● **About this task**
No record may be left out; print them all verbatim.

● **Information supplied**
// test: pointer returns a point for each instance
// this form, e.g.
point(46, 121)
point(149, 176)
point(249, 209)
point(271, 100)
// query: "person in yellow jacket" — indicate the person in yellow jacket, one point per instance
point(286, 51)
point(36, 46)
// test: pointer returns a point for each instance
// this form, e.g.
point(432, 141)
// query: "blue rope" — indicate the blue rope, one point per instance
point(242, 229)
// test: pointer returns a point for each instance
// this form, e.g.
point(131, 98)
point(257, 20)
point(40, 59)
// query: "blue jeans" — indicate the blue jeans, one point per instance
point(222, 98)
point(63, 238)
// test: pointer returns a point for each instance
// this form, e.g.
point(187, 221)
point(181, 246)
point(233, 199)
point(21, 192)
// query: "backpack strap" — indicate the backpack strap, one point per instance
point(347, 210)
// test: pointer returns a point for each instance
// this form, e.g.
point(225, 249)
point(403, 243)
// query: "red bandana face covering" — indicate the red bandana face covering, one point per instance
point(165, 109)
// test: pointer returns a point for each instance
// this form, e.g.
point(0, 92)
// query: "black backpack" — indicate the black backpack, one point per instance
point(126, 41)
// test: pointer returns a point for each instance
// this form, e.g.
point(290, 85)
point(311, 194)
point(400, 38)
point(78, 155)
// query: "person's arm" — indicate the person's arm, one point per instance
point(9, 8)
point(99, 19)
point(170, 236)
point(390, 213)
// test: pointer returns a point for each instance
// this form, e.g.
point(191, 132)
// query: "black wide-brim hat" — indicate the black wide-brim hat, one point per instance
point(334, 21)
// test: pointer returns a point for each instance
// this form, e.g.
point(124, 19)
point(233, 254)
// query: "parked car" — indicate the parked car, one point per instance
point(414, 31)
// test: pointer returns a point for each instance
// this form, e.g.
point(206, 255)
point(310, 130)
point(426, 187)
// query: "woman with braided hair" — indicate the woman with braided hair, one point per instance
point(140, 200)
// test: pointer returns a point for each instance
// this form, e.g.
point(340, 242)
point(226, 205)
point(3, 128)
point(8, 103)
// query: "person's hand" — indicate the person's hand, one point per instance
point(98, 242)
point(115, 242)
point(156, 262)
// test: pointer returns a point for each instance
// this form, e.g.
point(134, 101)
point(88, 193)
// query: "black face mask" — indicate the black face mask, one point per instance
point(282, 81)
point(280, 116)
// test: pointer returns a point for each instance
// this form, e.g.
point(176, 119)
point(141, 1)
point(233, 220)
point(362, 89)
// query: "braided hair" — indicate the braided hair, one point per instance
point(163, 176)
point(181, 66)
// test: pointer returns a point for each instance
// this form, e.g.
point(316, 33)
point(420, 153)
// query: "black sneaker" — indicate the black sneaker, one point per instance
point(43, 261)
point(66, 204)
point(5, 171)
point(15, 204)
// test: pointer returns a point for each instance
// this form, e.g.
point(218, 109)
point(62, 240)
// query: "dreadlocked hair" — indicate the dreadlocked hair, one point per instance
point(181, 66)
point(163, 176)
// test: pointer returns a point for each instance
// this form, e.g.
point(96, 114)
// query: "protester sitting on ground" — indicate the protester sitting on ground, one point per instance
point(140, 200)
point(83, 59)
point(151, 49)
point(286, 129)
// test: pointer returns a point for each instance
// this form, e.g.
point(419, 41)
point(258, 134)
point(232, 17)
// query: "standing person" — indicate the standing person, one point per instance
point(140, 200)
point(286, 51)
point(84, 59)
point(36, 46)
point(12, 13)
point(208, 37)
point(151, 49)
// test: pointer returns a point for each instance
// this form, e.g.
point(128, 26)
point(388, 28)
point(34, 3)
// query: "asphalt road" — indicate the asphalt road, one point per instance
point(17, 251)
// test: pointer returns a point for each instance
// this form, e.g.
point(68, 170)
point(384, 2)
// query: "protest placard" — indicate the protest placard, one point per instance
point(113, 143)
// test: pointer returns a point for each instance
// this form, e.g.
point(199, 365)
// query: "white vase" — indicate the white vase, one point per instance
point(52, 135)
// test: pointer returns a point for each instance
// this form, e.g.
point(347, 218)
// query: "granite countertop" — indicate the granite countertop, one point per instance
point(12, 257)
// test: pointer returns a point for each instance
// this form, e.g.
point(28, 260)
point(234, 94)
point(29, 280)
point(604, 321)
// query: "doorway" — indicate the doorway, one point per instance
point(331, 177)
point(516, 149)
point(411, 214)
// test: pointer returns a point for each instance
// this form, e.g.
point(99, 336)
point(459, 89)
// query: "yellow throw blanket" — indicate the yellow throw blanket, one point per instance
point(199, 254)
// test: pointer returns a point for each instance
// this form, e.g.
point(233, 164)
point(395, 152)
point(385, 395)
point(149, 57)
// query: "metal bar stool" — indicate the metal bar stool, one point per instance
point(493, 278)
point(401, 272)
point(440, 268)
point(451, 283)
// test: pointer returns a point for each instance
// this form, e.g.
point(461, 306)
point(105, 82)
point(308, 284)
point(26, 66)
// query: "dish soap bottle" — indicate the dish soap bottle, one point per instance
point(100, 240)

● **Your response**
// test: pointer returns a point for each instance
// this form, e.g.
point(46, 121)
point(149, 176)
point(249, 209)
point(271, 100)
// query: "person in yellow jacket" — indicate the person in yellow jacket, one point per instance
point(286, 51)
point(36, 46)
// test: pointer returns a point for each instance
// this form, e.g.
point(432, 141)
// query: "blue rope" — indicate the blue rope, one point per instance
point(242, 229)
// test: pointer returns a point for each instance
// this form, e.g.
point(131, 98)
point(257, 20)
point(40, 59)
// query: "blue jeans" — indicate the blue jeans, one point per instance
point(222, 98)
point(63, 238)
// test: pointer returns a point for each instance
// this form, e.g.
point(187, 221)
point(181, 246)
point(233, 199)
point(21, 192)
// query: "backpack strap" — indicate the backpack strap, one point per instance
point(347, 210)
// test: pointer returns a point for each instance
// this form, e.g.
point(225, 249)
point(403, 243)
// query: "red bandana face covering" — indicate the red bandana face covering, one point per instance
point(165, 109)
// test: pointer returns a point for each instance
// this form, e.g.
point(0, 92)
// query: "black backpack" — indicate the black backpack, one point per instance
point(126, 41)
// test: pointer returns a point for each instance
// this form, e.g.
point(290, 85)
point(311, 194)
point(400, 38)
point(78, 155)
// query: "person's arm" — indicate the person's arm, one point per instance
point(9, 8)
point(99, 19)
point(170, 236)
point(390, 213)
// test: pointer returns a point for each instance
// this form, e.g.
point(191, 132)
// query: "black wide-brim hat" — indicate the black wide-brim hat, one point per instance
point(334, 21)
// test: pointer returns a point for each instance
// this form, e.g.
point(124, 19)
point(233, 254)
// query: "parked car" — indicate the parked car, one point per instance
point(414, 31)
// test: pointer returns a point for each instance
// this form, e.g.
point(206, 255)
point(310, 130)
point(426, 187)
// query: "woman with braided hair" — indicate the woman with braided hair, one point per instance
point(140, 200)
// test: pointer returns a point for each instance
// this form, e.g.
point(340, 242)
point(226, 205)
point(3, 128)
point(8, 103)
// query: "person's hand" — indicate the person's hand, one point per instance
point(98, 242)
point(115, 242)
point(156, 262)
// test: pointer returns a point for each instance
// this form, e.g.
point(134, 101)
point(88, 193)
// query: "black face mask" — indicate the black face mask, one point per instance
point(282, 81)
point(280, 116)
// test: pointer returns a point for each instance
// this form, e.g.
point(176, 119)
point(141, 1)
point(233, 220)
point(362, 89)
// query: "braided hair" — indicate the braided hair, one point per instance
point(163, 176)
point(181, 66)
// test: pointer returns a point for each instance
// this form, e.g.
point(316, 33)
point(420, 153)
// query: "black sneaker" — indicate the black sneaker, one point per instance
point(43, 261)
point(66, 204)
point(5, 171)
point(15, 204)
// test: pointer returns a point for each instance
// this form, e.g.
point(218, 109)
point(62, 240)
// query: "dreadlocked hair" — indicate the dreadlocked hair, one point per instance
point(181, 66)
point(163, 176)
// test: pointer returns a point for each instance
// this form, e.g.
point(96, 114)
// query: "protester sitting on ground" — indicate the protester sitting on ground, one point per instance
point(140, 200)
point(83, 59)
point(151, 49)
point(286, 129)
// test: pointer returns a point for each instance
// this form, e.g.
point(419, 41)
point(258, 134)
point(232, 17)
// query: "standing person" — indicate the standing person, one point per instance
point(140, 200)
point(286, 51)
point(84, 59)
point(36, 46)
point(12, 13)
point(208, 37)
point(151, 49)
// test: pointer returns a point for each instance
// this form, e.g.
point(128, 26)
point(388, 28)
point(34, 3)
// query: "asphalt road" — indicate the asphalt road, one point per instance
point(17, 251)
// test: pointer returns a point for each instance
// this form, e.g.
point(68, 170)
point(384, 2)
// query: "protest placard" — indicate the protest placard, one point per instance
point(113, 143)
// test: pointer returns a point for each instance
// this form, e.g.
point(199, 365)
// query: "white vase" — indicate the white vase, one point per instance
point(52, 135)
// test: pointer returns a point for each instance
// this form, e.g.
point(347, 218)
// query: "granite countertop" — indicate the granite countertop, one point per instance
point(12, 257)
// test: pointer returns a point for each instance
// this form, e.g.
point(28, 260)
point(234, 94)
point(29, 280)
point(604, 321)
// query: "doorway" — indicate the doorway, one point per instance
point(331, 177)
point(516, 149)
point(411, 214)
// test: pointer returns a point for each instance
// this form, e.g.
point(99, 336)
point(459, 89)
// query: "yellow throw blanket" — indicate the yellow throw blanket, one point per instance
point(199, 254)
// test: pointer returns a point for each instance
// this form, e.g.
point(233, 164)
point(395, 152)
point(385, 395)
point(149, 57)
// query: "metal bar stool" — indicate the metal bar stool, one point per instance
point(493, 278)
point(401, 272)
point(440, 268)
point(451, 283)
// test: pointer returns a point for each instance
// this form, e.g.
point(461, 306)
point(105, 82)
point(308, 284)
point(26, 66)
// query: "dish soap bottle" — indicate the dish soap bottle, one point per instance
point(100, 240)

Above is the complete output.